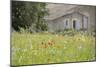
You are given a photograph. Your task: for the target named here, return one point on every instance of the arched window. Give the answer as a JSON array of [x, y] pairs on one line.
[[74, 24]]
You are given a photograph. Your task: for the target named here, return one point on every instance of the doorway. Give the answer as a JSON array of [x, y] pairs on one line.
[[74, 24]]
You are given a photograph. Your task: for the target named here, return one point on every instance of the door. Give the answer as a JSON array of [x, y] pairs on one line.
[[76, 25], [85, 22]]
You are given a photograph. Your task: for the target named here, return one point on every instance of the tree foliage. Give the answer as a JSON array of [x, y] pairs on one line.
[[29, 15]]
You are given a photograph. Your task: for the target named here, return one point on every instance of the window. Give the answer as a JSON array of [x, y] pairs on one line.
[[74, 24], [66, 22]]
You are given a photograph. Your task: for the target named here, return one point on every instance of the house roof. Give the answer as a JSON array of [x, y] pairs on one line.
[[58, 10]]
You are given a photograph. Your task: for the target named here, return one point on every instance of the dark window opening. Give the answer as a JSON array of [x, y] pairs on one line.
[[66, 22], [74, 24]]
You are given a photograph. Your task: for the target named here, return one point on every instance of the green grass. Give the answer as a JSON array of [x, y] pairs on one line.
[[44, 48]]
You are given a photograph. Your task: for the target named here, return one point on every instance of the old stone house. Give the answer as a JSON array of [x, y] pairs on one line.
[[64, 16]]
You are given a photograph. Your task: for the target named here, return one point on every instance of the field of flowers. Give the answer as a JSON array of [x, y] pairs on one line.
[[44, 48]]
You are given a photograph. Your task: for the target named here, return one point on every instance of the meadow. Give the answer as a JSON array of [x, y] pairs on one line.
[[46, 48]]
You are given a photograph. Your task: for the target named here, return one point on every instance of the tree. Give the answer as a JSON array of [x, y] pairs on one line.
[[29, 15]]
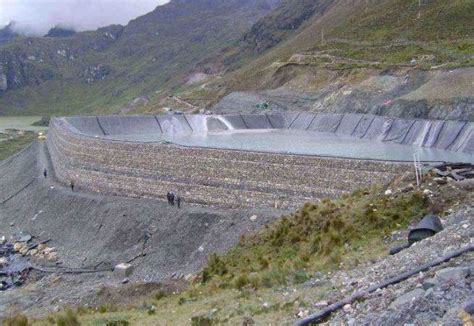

### [Directive]
Lay out the lines from the one containing "of the tree." through the last line as a Markdown table with the columns Row and Line, numbering each row and skipping blank lines. Leave the pictures out of the table.

### [Exercise answer]
| Row | Line |
|---|---|
| 1 | You are given a photograph. Your task: for the target named here, return one point on every instance of the tree. Give the answer as a JSON array of [x, y] pairs on one line. |
| 2 | [[29, 15]] |